**Assigned task**
All lines from the one that mentions "Study the photograph above. For every instance of the green" through the last of the entries below must be copied exactly, with both ends kept.

Items from a dataset
== Segment start ==

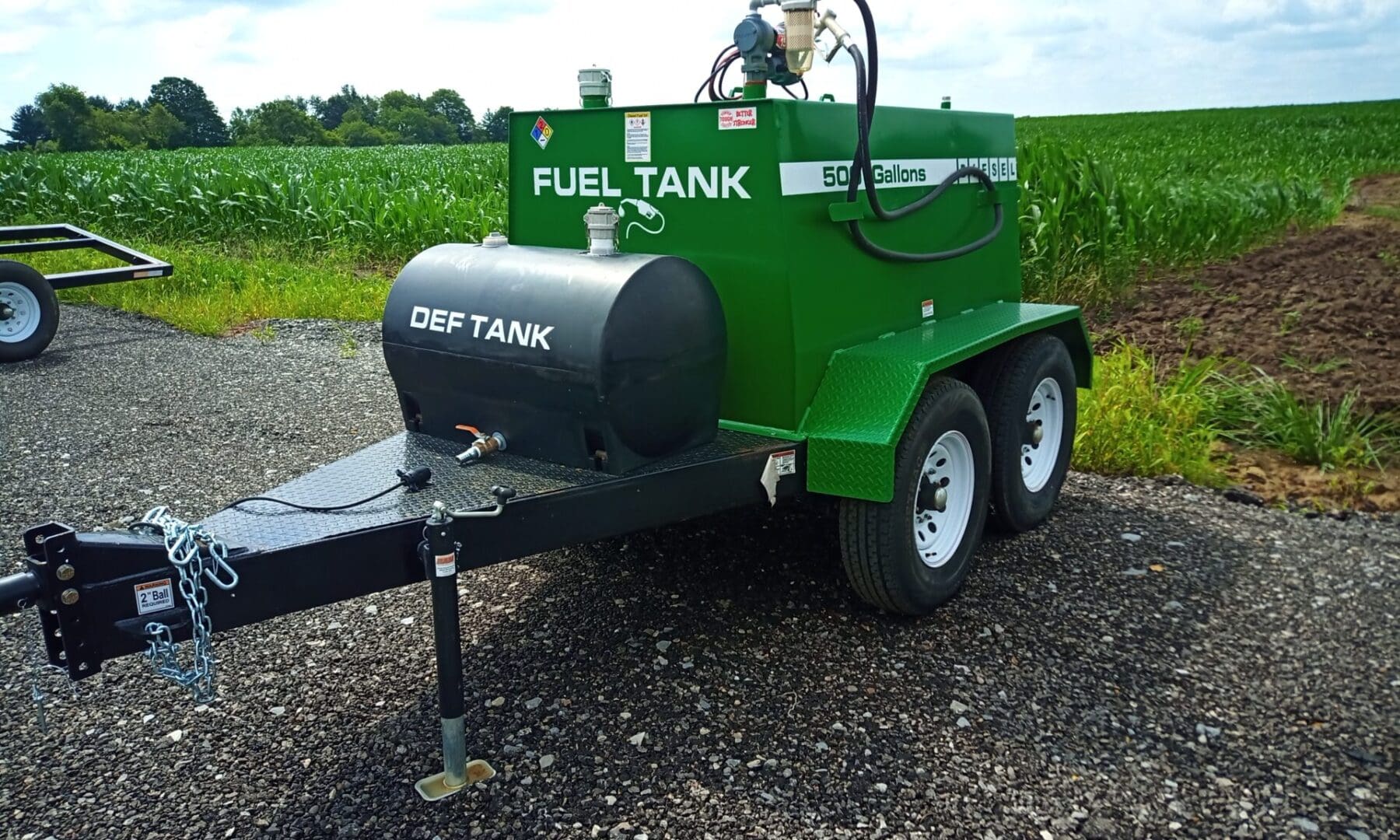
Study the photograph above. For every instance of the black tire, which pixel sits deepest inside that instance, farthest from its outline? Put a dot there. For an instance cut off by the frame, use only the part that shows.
(1007, 395)
(27, 278)
(878, 539)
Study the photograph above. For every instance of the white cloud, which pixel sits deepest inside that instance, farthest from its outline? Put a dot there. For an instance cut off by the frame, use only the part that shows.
(1025, 56)
(20, 40)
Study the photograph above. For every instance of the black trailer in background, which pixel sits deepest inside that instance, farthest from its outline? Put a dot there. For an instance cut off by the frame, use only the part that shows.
(28, 304)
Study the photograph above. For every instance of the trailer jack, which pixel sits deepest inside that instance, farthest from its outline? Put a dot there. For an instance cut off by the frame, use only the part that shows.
(439, 555)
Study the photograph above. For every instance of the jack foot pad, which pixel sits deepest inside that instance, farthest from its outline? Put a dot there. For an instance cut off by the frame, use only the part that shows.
(436, 787)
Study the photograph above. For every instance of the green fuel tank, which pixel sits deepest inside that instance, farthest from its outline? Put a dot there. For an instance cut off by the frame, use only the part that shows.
(754, 194)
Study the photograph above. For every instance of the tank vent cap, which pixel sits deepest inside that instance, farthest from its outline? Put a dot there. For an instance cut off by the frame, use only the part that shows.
(602, 230)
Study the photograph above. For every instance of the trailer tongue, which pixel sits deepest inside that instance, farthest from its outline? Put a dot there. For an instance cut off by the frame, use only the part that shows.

== Segment end ==

**Answer space**
Study the photograph above. For every instance of the green fuel tank, which pixel sits deepest inside that instance, farthest from its outline? Put a dot there. For an instance cut off by the frame, use only the part that shows.
(754, 194)
Study the photograph above. For every instance of the tank vent cap, which pixel sits deepest inside that instance, farthest from its outline? Put a dot there. For an instance cut off by the frame, use only the part that shows.
(602, 230)
Study the photograph above. For every instance of the trailer tongue, which pixel sits deepest inside that instance, farthest from its outline? Put a dot there. For an instance cut off by the frame, use only the part that shows.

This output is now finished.